**Consigne a:** Reproduisez fidèlement le passage de l'extrait sur le Black Bloc qui s'ouvre sur les mots contenant « Qui étaient ces » et se termine par « la démocratie planétaire. ».

**Extrait du texte:**
Dimanche soir, des éléments du Black Bloc se sont reformés autour de l’ambassade du Mexique, dans la partie nord de la ville, pour attirer l’attention sur le mouvement zapatiste et pour dénoncer les conditions d’exploitation inhumaines des entreprises mexicaines qui ont poussé le long de la frontière américano-mexicaine à l’aide de l’ALENA (accord de libre-échange Etats-Unis/Mexique, NDLR).

Qui étaient ces activistes vêtus de noir ? Les participants viennent principalement de villes américaines et du Canada, quelques autres du Mexique. Ils prennent leurs décisions lors de réunions au consensus rapide, ce qui vient de leur analyse que la hiérarchie mène à la corruption et à l’inégalité. Tous les membres du Bloc ne se définissent pas comme anarchistes et tous les anarchistes présents ne sont pas membres du Bloc. Ce sont des travailleurs et des membres de syndicats, des étudiants et des professeurs, des punks et des païens ( ? : «pagan» dans le texte original, NDLR), qui partagent l’idée que le capitalisme global et les institutions qui l’appliquent sur les gens de la planète sont les causes profondes de la pauvreté et de l’érosion de la démocratie planétaire.

**Consigne b:** Transformez, s'il vous plaît, toutes les lignes de la liste ci-dessous en un tableau Markdown à deux colonnes, « N° » pour le numéro de ligne et « Ligne » pour son texte, en omettant les lignes vides.

**Liste à utiliser:**
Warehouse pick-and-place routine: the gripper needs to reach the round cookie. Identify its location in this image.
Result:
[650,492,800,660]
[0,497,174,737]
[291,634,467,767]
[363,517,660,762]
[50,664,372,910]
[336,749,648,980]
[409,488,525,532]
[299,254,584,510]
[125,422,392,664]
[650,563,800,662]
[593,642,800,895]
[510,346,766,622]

**Réponse complète a:**
Qui étaient ces activistes vêtus de noir ? Les participants viennent principalement de villes américaines et du Canada, quelques autres du Mexique. Ils prennent leurs décisions lors de réunions au consensus rapide, ce qui vient de leur analyse que la hiérarchie mène à la corruption et à l’inégalité. Tous les membres du Bloc ne se définissent pas comme anarchistes et tous les anarchistes présents ne sont pas membres du Bloc. Ce sont des travailleurs et des membres de syndicats, des étudiants et des professeurs, des punks et des païens ( ? : «pagan» dans le texte original, NDLR), qui partagent l’idée que le capitalisme global et les institutions qui l’appliquent sur les gens de la planète sont les causes profondes de la pauvreté et de l’érosion de la démocratie planétaire.

**Réponse complète b:**
| N° | Ligne |
|---|---|
| 1 | Warehouse pick-and-place routine: the gripper needs to reach the round cookie. Identify its location in this image. |
| 2 | Result: |
| 3 | [650,492,800,660] |
| 4 | [0,497,174,737] |
| 5 | [291,634,467,767] |
| 6 | [363,517,660,762] |
| 7 | [50,664,372,910] |
| 8 | [336,749,648,980] |
| 9 | [409,488,525,532] |
| 10 | [299,254,584,510] |
| 11 | [125,422,392,664] |
| 12 | [650,563,800,662] |
| 13 | [593,642,800,895] |
| 14 | [510,346,766,622] |